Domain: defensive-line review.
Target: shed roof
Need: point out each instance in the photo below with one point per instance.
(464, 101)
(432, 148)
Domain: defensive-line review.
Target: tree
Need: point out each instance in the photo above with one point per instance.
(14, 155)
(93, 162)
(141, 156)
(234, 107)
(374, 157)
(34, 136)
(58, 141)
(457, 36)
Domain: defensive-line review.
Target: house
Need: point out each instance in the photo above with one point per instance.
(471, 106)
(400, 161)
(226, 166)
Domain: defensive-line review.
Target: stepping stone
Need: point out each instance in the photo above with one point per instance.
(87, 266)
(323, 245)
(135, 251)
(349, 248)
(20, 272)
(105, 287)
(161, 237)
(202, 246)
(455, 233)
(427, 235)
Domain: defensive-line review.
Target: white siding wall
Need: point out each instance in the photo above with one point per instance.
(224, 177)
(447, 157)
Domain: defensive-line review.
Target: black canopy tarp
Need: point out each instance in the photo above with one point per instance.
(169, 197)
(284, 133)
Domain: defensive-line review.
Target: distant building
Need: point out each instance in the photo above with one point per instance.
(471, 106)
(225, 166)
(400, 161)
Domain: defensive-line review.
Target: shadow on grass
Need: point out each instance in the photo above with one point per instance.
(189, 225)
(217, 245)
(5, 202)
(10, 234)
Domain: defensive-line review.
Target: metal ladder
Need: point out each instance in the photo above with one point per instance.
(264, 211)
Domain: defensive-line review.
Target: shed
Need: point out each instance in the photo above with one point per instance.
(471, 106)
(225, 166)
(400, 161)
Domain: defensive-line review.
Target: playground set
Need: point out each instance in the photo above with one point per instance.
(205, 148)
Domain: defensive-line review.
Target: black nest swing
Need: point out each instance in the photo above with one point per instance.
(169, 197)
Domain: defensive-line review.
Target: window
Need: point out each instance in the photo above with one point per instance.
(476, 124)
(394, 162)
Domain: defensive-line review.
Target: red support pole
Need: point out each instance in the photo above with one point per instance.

> [The exercise]: Retype the entries one by one, exactly.

> [Solved problem]:
Domain: defensive-line review.
Target: shed roof
Need: point out each instance in the photo below with one point per instance.
(464, 101)
(432, 148)
Domain: defensive-line review.
Target: tree
Need: point out each instance in the photo above with one point per instance.
(14, 155)
(93, 162)
(141, 156)
(234, 107)
(374, 157)
(34, 136)
(58, 141)
(457, 36)
Domain: defensive-line review.
Target: house
Need: point out each instance in the photo above with one point per instance.
(471, 106)
(400, 161)
(226, 166)
Domain: defensive-line review.
Target: stepping stone
Need: point out each instance in the photo above with one point per instance.
(87, 266)
(323, 245)
(135, 251)
(349, 248)
(20, 272)
(105, 287)
(161, 237)
(202, 246)
(455, 233)
(427, 235)
Domain: defensive-line review.
Target: white siding wall
Need: point out each instance in the photo above with one point per instance.
(224, 177)
(447, 157)
Domain: defensive-line review.
Target: black canopy tarp
Need: point out each instance in the photo above with one point per instance.
(169, 197)
(284, 133)
Domain: defensive-line review.
Target: distant building
Need: point out each instance in the photo above with one point per instance.
(471, 106)
(225, 166)
(400, 161)
Domain: defensive-line review.
Target: shadow on grass
Need: point out each instance in the photo above with one point per instance.
(189, 225)
(217, 245)
(5, 202)
(10, 234)
Domain: defensive-line review.
Target: metal ladder
Need: point out each instance in the photo above with one point per instance.
(264, 211)
Domain: defensive-line review.
Target: shed
Need: point out each instance in the photo above with one point per instance.
(471, 106)
(225, 166)
(400, 161)
Domain: defensive-line review.
Target: playground set
Need: point out each instance in the photo above with one point per instance.
(205, 148)
Domain: defensive-line review.
Target: black nest swing
Need: point out each instance in the photo above with one point per instance.
(169, 197)
Domain: defensive-line review.
Target: window
Need: point out each instance in the photo above with one point per instance.
(476, 124)
(394, 162)
Domain: defensive-line review.
Target: red support pole
Need: point out each instance in the photo above with one point per instance.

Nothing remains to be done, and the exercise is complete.